§ **Provided text**
╭──
The output units of angular quantities will be in decimal degrees
(15.5 degrees not 15 deg 30 min). The output units of h will be the
same as the units of X,Y,Z,a.
Inputs:
a - semi-major axis of the reference ellipsoid
finv - inverse of flattening of the reference ellipsoid
X,Y,Z - Cartesian coordinates
Outputs:
dphi - latitude
dlambda - longitude
h - height above reference ellipsoid
Based in a Matlab function by Kai Borre
*/
*h = 0;
double tolsq = 1.e-10; // tolerance to accept convergence
int maxit = 10; // max number of iterations
double rtd = 180/GPS_PI;
// compute square of eccentricity
double esq;
if (finv < 1.0E-20)
{
esq = 0;
}
else
{
esq = (2 - 1/finv) / finv;
}
// first guess
double P = sqrt(X*X + Y*Y); // P is distance from spin axis
//direct calculation of longitude
if (P > 1.0E-20)
╰──
§ **The request**
Quote the coordinate-conversion code from "The output units of angular" up to and including "units of X,Y,Z,a.".

§ **Information supplied**
╭──
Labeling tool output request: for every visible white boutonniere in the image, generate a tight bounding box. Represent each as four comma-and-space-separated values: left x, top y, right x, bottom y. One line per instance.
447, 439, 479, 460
╰──
§ **Complete output**
The output units of angular quantities will be in decimal degrees
(15.5 degrees not 15 deg 30 min). The output units of h will be the
same as the units of X,Y,Z,a.